What you are asked to do —
Your job is to copy all the entries precisely as they stand.

- Opening Delimiter -

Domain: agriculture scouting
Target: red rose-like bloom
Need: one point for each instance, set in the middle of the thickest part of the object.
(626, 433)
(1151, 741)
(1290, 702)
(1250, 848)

- Closing Delimiter -

Solution for this exercise —
Domain: agriculture scouting
Target: red rose-like bloom
Need: one point for each instance, set in the middle of the thickest part of the object.
(626, 433)
(1151, 741)
(1290, 702)
(1250, 848)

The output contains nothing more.